EXERCISES TO COMPLETE:
- A) In the 529 glide path text, what mix of stocks and bonds does the example give for 8-to-11 years until college?
- B) Rewrite the 529 glide path text from "College 529 Glide" to "savings plan portfolios.", substituting "grasp" for "understand".

SELECTED PASSAGE:
While many 529 college savings plans offer standardized glide paths that reduce risk as the child gets closer to college, these paths are one-size-fits all.

There are other approaches parents can consider. Instead of choosing a standardized portfolio, parents can manage 529 fund asset allocations to achieve a better fit for their educational savings goals and risk tolerance, as their child grows closer to college age.

529 plan savers can do so in two ways:

  • Follow a traditional 529 plan glide path that changes the asset allocation at critical intervals during the beneficiary’s journey from pre-school to his or her senior year in high school.
  • Or, add as much as 8% to a 529 plan’s performance over its entire 17-year timetable by merging an aggressive, stock-heavy portfolio strategy with an age-based portfolio model that curbs investment risk the closer the child gets toward his or her first day of college

Let’s examine the glide path college savings model, with a closer look at both of the strategies listed above.

College 529 Glide Paths Defined

What’s a 529 plan glide path?

To understand glide paths, you must first understand age-based college savings plan portfolios.

An age-based portfolio flips the script on college investing, changing a static investing mindset into a dynamic one. In real-world terms, an age-based portfolio model shifts the mix of investments as the college-bound child advances in ages and inches closer to the day he or she walks onto campus as a first-year college student.

The “glide path” portion of an age-based 529 plan starts with the opening of the account, with a preset estimate of what the college saver will need when his or her child turns 18 and goes to college.

In general, a 529 glide path has three larger phases, shifting from asset appreciation to asset balance to asset conservation:

  • Pre-school and the first half of grade school. The asset appreciation phase is designed to emphasize growth when the beneficiary is very young. This involves a heavy emphasis on stocks and very little emphasis on bonds.
  • Second-half of grade school/middle school. The asset balance phase is designed to emphasize balance between growth and safety. This involves a roughly equal mix of stocks and bonds.
  • High school: The asset conservation phase involves a gradual shift throughout high school, ideally on a yearly basis, to a heavier emphasis on bonds, and a lighter emphasis on stocks.

As the child ages, the 529 savings plan portfolio adjusts, as well, to accommodate the additional assets now in the portfolio, and to reduce the risk of losing that money, while still seeking to keep the 529 plan growing.

The battle plan with an age-based 529 portfolio is direct – it starts with a heavy dose of equities, to build assets, and gradually shifts to a more balanced mix of stocks and bonds as a son or daughter inches close to college, at age 18.

Glide Path Timeline

Glide path investing does have checkpoints, such as intervals that occur every three years until high school, and then every year until age 18.

Here’s an example of how a glide path looks using an interval model:

Timeline

Ratio of Stocks to Bonds

16-to-19 years until college

Stocks at 100% and bonds at 0%

12-to-15 years until college

Stocks at 90% and bonds at 10%

8-to-11 years until college

Stocks at 70% and bonds at 30%

4-to-7 years until college

Stocks at 50% and bonds at 50%

0-to-3 years until college

Stocks at 25% and bonds at 75%

Zero-years to college

Stocks at 20% and bonds at 80%

 The idea is to build assets early, then protect those assets as the 529 plan beneficiary inches closer to his or her first day on campus. Following this glide path in a disciplined and efficient manner can get the job done.

GIVEN RECORDS:
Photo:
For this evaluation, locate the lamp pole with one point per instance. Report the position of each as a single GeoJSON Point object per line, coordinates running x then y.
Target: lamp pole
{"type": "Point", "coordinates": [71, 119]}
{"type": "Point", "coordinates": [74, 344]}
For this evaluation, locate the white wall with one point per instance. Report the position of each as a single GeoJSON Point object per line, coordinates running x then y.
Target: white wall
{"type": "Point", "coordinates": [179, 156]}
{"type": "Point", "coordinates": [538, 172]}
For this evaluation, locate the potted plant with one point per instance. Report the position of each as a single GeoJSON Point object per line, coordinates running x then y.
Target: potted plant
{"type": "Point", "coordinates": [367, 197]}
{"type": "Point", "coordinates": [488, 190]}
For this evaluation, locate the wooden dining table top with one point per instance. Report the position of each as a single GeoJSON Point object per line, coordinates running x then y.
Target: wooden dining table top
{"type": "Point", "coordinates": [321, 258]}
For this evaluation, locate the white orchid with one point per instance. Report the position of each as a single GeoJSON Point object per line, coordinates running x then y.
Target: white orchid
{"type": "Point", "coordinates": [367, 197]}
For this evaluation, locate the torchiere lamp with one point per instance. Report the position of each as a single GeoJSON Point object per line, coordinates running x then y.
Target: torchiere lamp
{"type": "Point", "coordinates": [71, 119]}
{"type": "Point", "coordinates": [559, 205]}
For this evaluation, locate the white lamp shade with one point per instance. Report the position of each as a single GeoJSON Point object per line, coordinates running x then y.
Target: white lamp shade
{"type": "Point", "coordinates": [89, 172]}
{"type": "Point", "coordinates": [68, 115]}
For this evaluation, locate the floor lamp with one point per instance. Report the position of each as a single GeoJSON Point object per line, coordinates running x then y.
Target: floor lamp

SOLVED TASKS:
- A) Stocks at 70% and bonds at 30%.

- B)
College 529 Glide Paths Defined

What’s a 529 plan glide path?

To grasp glide paths, you must first grasp age-based college savings plan portfolios.